TASK DETAILS: Rewrite the data from the line containing "Camera-trap review: tag the single-family" through the end, inclusive, replacing "parked car" with "stationary car" and leaving everything else unchanged.

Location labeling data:
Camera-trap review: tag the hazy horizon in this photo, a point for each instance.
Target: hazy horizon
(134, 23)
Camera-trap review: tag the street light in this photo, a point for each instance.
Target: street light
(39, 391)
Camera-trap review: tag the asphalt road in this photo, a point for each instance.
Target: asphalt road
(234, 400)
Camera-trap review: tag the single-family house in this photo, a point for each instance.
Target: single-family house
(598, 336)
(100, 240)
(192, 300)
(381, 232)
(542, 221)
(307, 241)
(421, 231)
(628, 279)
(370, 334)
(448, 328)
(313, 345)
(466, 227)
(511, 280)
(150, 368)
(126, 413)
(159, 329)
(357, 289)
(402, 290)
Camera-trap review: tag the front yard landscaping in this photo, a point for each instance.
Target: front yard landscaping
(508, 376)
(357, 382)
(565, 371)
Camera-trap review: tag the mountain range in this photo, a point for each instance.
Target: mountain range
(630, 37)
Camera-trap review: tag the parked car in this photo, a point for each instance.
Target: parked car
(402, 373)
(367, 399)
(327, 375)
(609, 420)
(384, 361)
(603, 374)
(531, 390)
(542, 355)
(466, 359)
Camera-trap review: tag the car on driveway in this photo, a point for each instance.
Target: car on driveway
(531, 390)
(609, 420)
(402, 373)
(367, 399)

RESPONSE TO THE TASK:
Camera-trap review: tag the single-family house in this photo, a point for each instance.
Target: single-family house
(598, 336)
(100, 240)
(192, 300)
(381, 232)
(542, 221)
(307, 241)
(421, 231)
(628, 279)
(370, 334)
(448, 328)
(313, 345)
(466, 227)
(511, 280)
(150, 368)
(126, 413)
(159, 329)
(357, 289)
(402, 290)
Camera-trap review: tag the front yard landscaping in this photo, a point for each instance.
Target: front yard landscaping
(508, 376)
(357, 382)
(565, 371)
Camera-trap review: tag the mountain range in this photo, a point for each instance.
Target: mountain range
(630, 37)
Camera-trap review: tag the stationary car in this photo, a point for each instance.
Target: stationary car
(402, 373)
(367, 399)
(327, 375)
(609, 420)
(384, 361)
(603, 374)
(531, 390)
(542, 355)
(466, 359)
Camera-trap review: tag the car on driveway in this photo, a point for each instance.
Target: car on driveway
(531, 390)
(609, 420)
(402, 373)
(367, 399)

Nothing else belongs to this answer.